Provided data —
= = = = = = =

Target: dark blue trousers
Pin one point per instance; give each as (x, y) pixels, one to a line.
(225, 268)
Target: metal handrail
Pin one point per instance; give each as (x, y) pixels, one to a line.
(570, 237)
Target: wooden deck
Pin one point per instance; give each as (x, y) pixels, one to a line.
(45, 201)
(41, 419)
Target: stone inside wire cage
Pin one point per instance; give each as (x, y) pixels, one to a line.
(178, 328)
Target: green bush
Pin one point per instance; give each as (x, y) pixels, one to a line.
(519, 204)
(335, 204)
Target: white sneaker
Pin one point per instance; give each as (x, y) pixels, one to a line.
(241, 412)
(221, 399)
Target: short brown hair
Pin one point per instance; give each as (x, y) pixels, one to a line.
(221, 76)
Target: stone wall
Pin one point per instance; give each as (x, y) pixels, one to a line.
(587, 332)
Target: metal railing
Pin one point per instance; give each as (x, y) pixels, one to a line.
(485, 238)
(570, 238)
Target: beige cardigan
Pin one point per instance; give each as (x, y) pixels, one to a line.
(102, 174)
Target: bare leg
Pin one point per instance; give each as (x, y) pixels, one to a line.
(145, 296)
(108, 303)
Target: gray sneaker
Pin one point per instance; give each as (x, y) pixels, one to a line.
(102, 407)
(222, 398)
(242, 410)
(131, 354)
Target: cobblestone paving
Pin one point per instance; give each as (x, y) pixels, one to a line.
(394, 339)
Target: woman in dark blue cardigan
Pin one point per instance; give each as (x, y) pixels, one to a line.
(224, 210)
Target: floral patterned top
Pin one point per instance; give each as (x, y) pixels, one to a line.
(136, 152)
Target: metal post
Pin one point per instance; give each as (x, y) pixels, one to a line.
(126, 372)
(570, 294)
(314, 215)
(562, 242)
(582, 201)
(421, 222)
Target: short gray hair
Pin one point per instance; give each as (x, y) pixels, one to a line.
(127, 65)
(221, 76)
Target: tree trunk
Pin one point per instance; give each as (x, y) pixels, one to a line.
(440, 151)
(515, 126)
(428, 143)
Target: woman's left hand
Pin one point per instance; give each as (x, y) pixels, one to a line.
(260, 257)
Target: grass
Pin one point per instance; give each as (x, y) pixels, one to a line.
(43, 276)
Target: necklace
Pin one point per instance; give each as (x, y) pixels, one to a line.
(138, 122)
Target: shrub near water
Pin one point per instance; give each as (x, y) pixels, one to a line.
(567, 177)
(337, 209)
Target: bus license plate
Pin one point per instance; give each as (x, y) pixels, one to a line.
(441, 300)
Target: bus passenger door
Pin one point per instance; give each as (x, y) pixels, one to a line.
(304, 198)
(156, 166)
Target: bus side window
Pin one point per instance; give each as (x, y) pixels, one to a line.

= = = = = = =

The task —
Give exactly the lines from the one with "Target: stone wall" to the end of the entries, nothing before them.

Task output —
Target: stone wall
Pin one point per instance; give each as (x, y) pixels, one to a line.
(587, 332)
Target: metal railing
Pin one point per instance; give each as (x, y) pixels, one to a line.
(485, 238)
(570, 238)
Target: beige cardigan
Pin one point per instance; give each as (x, y) pixels, one to a line.
(102, 174)
Target: bare leg
Pin one point per instance; give each as (x, y) pixels, one to a line.
(145, 296)
(108, 303)
Target: gray sneaker
Pin one point per instance; give each as (x, y) pixels, one to a line.
(102, 407)
(222, 398)
(242, 410)
(131, 354)
Target: cobblestone paving
Pin one point per instance; give each as (x, y) pixels, one to a line.
(394, 339)
Target: woman in dark blue cardigan
Pin one point per instance; give each as (x, y) pixels, one to a line.
(224, 210)
Target: floral patterned top
Pin one point per instance; give each as (x, y) pixels, one to a line.
(136, 152)
Target: metal post
Pin one point per instance; give each as (x, y) pixels, one to a line.
(126, 372)
(570, 294)
(314, 215)
(562, 242)
(582, 201)
(421, 222)
Target: short gray hair
Pin one point per instance; give each as (x, y) pixels, one to a line.
(127, 65)
(221, 76)
Target: tree trunk
Pin one point per instance; give each as (x, y) pixels, one to a line.
(440, 151)
(515, 126)
(428, 143)
Target: woman's left hand
Pin one point per instance; give each as (x, y) pixels, one to a line.
(260, 257)
Target: grass
Pin one point per instance; give each as (x, y) pixels, one to a line.
(43, 276)
Target: necklace
Pin one point per instance; give each as (x, y) pixels, one to a line.
(138, 122)
Target: shrub near water
Pin one point per instance; give each as (x, y) pixels, one to a line.
(567, 177)
(337, 209)
Target: bus license plate
Pin one point per instance; give each as (x, y) pixels, one to a line.
(441, 300)
Target: bus passenger door
Pin one point per instance; give each as (x, y) pixels, one to a line.
(304, 198)
(156, 166)
Target: bus side window
Pin one point per instance; give each as (x, y) pixels, one to a line.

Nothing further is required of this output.